• [Text shown]
▼

Helldivers 2 successfully channels the feel of Starship Troopers. The trouble is, so far, that’s kind of all it channels. The game gets the rhythm of the movie, of things like Federal News scenes in which soldiers laugh and let school kids play with their rifles and bloodied disaster victims glower at the camera and demand the Federation wipe out its enemies. But the longer you play Helldivers 2, the less the satire really sticks. Its use of Starship Troopers as an aesthetic is fun, but not especially deep–and the longer you play Helldivers 2, the shallower it becomes.
In a lot of ways, Starship Troopers is a weird movie. It was panned by critics in 1997 when it was released, as Calum Marsh pointed out in The Atlantic in 2013. At that time, people like Roger Ebert saw the movie as being a schlocky, gory movie about squashing CGI bugs and little else. But over the nearly 30 years since its release, more and more critics have revisited the movie and made favorable reassessments of it.

▲

• [Instructions]
A. Answer these questions using the text about Helldivers 2 and Starship Troopers:
(i) Which movie does the text say Helldivers 2 channels the feel of?
(ii) In what year was that movie released?
(iii) Who pointed out in The Atlantic in 2013 that critics had panned the movie?
B. Carry on the text about Helldivers 2 and Starship Troopers from the point where it stops.

Labeled-object pointing listing:
▼

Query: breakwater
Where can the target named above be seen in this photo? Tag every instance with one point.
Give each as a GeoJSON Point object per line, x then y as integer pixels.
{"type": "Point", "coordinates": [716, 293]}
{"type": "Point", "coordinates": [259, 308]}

▲

• [Answers in order]
A.
(i) Starship Troopers
(ii) 1997
(iii) Calum Marsh

B.
Those original reviews happened before September 11, 2001, and the United States’ War on Terror that followed it. Start recalling real things that happened, like how George W. Bush said the 9/11 attacks were carried out by terrorists because they “hate our freedom,” or the House of Representatives voting to rename french fries as “Freedom Fries” in the Congressional cafeteria after France opposed the invasion of Iraq, and Verhoeven’s movie stops seeming goofy and starts seeming eerily prescient. Frederick Blichert’s look back at the movie for Vice in 2017 suggests that critics in the Trump era would have found it even more resonant.
For a lot of people, it took seeing the overblown propaganda of the post-9/11 United States to realize what Starship Troopers was trying to say, and that Verhoeven was dead-on. The movie focuses on soldiers who storm headlong into the meat grinder of war for vengeance without ever stopping to think about the situation. (The war in Starship Troopers is a response to the Arachnids attacking Earth with a meteor, although nobody in the movie ever interrogates the astronomical odds of an insect civilization sending a meteor across the galaxy to hit another moving planet, much less that the bugs are pretty obviously responding defensively to humanity’s expansion.) Starship Troopers’ characters die tragically, and often horrifically, for basically nothing. It ends with the survivors charging into another battle as their images are used to recruit even more people in yet another patriotic newsreel that spins away the fact that humans spend the movie losing pretty badly.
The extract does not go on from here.